## EXTRACT TO READ
If there had been any doubts that I was in another country, they were erased when the first reviews of Mel Gibson's "The Passion of the Christ" began to appear in the London press.
While there was a mixture of praise and repugnance (just like the United States), with negative voices drowning out the affirmative ones, film critics and reviewers in London generally bypassed the Jews in their deconstruction of the film.
Missing in most of the reviews was any recognition of Jewish concerns -- except, of course, in the pages of the Jewish Chronicle, the community's local weekly newspaper, which devoted several issues to describing the responses of the editor, the columnists and the community: A terrible, inaccurate and anti-Semitic film, they argued. That community apparently is small enough to be hidden from view -- 300,000 out of a population of 58 million with two-thirds living in greater London, and a large percentage of that number secular and unaffiliated. The end result is that Britain's affiliated Jews are not a significant enough presence in society to merit concern. We are, to quote one Jewish community leader, simply invisible.
This has its ironic side today. Jews have made incredible strides within Britain over the past 40 years. Ever since Margaret Thatcher's days as the Tory Prime Minister of Great Britain in the 1980s, Jews have taken on an active role in the British establishment: They figured prominently in Thatcher's Cabinet, and began to play an increasingly significant role at the bar and the judiciary, as well as in publishing, science and the press. Today, to everyone's astonishment (in the Jewish community) the leader of the Conservative Party and perhaps the next prime minister, Michael Howard, is Jewish; as is Michael Grade, the newly appointed director of the powerful BBC; while Sir Malcolm Rifkind, a former foreign secretary who, after seven years away from politics, has returned and is expected to rejoin the Conservatives in Parliament. How invisible can that be?

## Dataset records
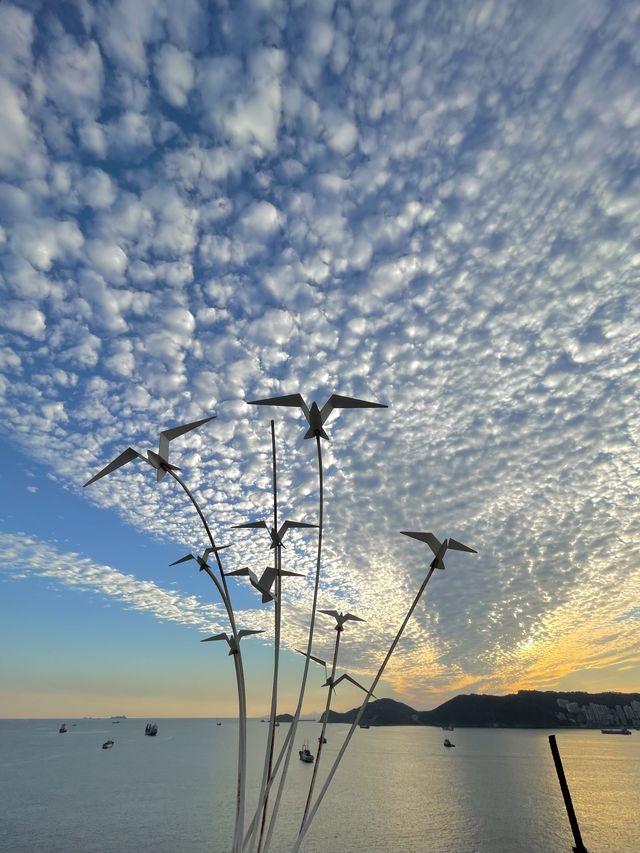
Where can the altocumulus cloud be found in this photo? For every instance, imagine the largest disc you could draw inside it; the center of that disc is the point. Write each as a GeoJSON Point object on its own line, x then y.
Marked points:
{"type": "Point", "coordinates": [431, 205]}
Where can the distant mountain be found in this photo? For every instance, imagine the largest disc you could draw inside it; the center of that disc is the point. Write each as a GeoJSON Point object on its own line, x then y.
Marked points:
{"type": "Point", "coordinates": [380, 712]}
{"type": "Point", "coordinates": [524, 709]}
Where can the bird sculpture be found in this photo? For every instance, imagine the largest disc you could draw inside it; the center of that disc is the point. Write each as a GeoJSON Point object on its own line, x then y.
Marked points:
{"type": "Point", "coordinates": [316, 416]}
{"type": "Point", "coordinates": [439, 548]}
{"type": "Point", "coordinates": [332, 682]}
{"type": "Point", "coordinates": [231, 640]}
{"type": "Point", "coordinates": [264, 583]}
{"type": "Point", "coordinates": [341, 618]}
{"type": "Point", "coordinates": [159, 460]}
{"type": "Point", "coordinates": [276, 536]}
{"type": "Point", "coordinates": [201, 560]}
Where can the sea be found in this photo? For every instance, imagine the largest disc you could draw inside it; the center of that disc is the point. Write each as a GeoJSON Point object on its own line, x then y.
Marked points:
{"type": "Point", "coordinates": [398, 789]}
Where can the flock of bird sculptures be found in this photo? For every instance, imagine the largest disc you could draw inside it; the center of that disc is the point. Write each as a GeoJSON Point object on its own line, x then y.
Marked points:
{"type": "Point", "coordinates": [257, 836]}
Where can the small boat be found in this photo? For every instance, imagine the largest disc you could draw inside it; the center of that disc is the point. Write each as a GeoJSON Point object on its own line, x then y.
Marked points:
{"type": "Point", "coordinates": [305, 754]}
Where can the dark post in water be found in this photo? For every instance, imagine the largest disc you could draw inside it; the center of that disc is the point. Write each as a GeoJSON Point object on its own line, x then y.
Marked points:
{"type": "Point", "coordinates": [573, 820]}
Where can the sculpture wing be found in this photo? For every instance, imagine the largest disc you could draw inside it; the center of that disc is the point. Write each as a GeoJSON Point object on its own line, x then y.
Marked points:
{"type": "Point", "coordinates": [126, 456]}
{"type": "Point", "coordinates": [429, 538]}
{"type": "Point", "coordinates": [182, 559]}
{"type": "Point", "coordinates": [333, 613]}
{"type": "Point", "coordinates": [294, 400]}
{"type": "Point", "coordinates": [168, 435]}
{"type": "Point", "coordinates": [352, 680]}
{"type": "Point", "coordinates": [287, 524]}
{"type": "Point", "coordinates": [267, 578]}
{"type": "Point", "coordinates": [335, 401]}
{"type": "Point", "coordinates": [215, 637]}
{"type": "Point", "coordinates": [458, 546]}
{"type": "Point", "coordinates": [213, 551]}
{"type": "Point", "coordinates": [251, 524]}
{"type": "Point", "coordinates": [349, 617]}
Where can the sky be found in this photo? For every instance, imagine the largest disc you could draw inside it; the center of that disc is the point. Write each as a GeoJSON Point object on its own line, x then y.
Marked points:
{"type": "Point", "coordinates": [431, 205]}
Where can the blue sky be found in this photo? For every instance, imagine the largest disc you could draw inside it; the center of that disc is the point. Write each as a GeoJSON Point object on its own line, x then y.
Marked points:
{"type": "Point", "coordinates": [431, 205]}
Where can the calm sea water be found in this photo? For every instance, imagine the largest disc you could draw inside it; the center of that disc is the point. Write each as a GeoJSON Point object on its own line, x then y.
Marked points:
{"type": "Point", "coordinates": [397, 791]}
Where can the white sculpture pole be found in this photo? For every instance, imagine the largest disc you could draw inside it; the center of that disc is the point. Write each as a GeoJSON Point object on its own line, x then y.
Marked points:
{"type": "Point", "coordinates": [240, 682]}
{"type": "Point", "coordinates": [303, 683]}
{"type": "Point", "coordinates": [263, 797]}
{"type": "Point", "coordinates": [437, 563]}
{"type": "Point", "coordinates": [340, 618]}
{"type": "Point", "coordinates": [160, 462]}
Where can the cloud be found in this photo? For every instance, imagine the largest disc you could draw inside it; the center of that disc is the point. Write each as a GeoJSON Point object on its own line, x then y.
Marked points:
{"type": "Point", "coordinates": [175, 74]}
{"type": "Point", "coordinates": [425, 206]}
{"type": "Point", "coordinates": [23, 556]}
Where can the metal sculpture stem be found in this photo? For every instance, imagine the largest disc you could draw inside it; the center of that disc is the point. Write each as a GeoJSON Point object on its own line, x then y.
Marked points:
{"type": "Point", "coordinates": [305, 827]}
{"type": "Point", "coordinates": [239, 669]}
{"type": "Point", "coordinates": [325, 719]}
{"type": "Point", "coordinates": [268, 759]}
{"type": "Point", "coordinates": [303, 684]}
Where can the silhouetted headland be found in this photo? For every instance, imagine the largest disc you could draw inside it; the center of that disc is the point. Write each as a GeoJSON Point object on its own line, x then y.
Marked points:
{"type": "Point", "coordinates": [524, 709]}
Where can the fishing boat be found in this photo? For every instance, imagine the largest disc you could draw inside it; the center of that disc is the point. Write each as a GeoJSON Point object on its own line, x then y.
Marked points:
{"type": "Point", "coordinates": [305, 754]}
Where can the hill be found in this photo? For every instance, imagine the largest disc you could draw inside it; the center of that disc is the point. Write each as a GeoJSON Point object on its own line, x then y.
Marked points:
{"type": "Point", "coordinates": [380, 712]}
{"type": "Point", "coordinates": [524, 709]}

## TASK ITEM A
Please list every person the passage on The Passion of the Christ in London names as Jewish.
## TASK ITEM B
According to the passage on The Passion of the Christ in London, how large is Britain's Jewish community?

## TASK RESPONSE A
Michael Howard, Michael Grade, Sir Malcolm Rifkind

## TASK RESPONSE B
About 300,000 people, out of a population of 58 million.